-- start Supplied entries --
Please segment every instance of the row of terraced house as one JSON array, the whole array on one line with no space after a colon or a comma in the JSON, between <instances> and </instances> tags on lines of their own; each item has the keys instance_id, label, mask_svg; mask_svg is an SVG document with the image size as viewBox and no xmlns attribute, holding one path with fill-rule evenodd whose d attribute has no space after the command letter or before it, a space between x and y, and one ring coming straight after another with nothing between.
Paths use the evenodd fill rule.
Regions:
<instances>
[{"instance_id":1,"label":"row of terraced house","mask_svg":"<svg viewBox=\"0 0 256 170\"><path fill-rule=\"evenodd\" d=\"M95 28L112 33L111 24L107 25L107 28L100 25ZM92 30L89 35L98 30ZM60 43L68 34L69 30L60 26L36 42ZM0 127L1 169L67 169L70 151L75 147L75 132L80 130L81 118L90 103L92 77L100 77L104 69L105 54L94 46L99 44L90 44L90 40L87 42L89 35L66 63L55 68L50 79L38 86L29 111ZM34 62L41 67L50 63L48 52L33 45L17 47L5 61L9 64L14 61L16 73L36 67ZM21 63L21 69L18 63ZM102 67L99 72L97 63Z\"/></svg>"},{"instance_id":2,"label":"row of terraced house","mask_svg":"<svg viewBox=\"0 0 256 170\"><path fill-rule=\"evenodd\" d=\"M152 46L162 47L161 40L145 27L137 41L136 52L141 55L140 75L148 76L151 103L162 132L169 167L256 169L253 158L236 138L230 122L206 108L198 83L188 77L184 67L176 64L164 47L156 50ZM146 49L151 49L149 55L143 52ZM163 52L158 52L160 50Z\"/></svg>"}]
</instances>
-- end Supplied entries --
What is required ::
Reproduce every line of the listing with "Regions" replaced by "Areas", leaving everything else unchanged.

Final answer ::
Please segment every instance of the row of terraced house as one JSON array, the whole array on one line with no space after a colon or a comma in the JSON, between <instances> and </instances> tags on lines of their own; each item has the keys instance_id, label, mask_svg; mask_svg is an SVG document with the image size as viewBox and no xmlns attribute, holding one path with fill-rule evenodd whose d attribute has no space after the command letter or before it, a space between x and y, and one ring coming straight after another with nothing between.
Paths use the evenodd fill rule.
Areas:
<instances>
[{"instance_id":1,"label":"row of terraced house","mask_svg":"<svg viewBox=\"0 0 256 170\"><path fill-rule=\"evenodd\" d=\"M95 28L112 33L111 24L107 25L107 28L100 25ZM92 30L89 35L98 30ZM60 43L68 34L69 30L60 26L36 42ZM0 127L1 169L67 169L70 151L75 147L75 132L80 130L81 118L90 103L92 77L100 77L104 69L105 54L94 46L99 44L90 44L90 40L87 42L89 35L66 63L55 68L50 79L38 86L29 111ZM34 62L41 67L50 63L48 52L33 45L17 47L5 61L9 64L14 61L16 73L36 67ZM21 63L21 69L18 63ZM102 67L99 72L97 63Z\"/></svg>"},{"instance_id":2,"label":"row of terraced house","mask_svg":"<svg viewBox=\"0 0 256 170\"><path fill-rule=\"evenodd\" d=\"M152 46L162 47L161 40L145 27L137 41L136 52L141 55L140 75L148 76L151 103L162 132L169 167L256 169L253 158L236 138L230 122L206 108L198 83L188 77L184 67L176 64L164 47L156 50ZM146 49L151 49L149 55L143 52ZM163 52L158 52L160 50Z\"/></svg>"}]
</instances>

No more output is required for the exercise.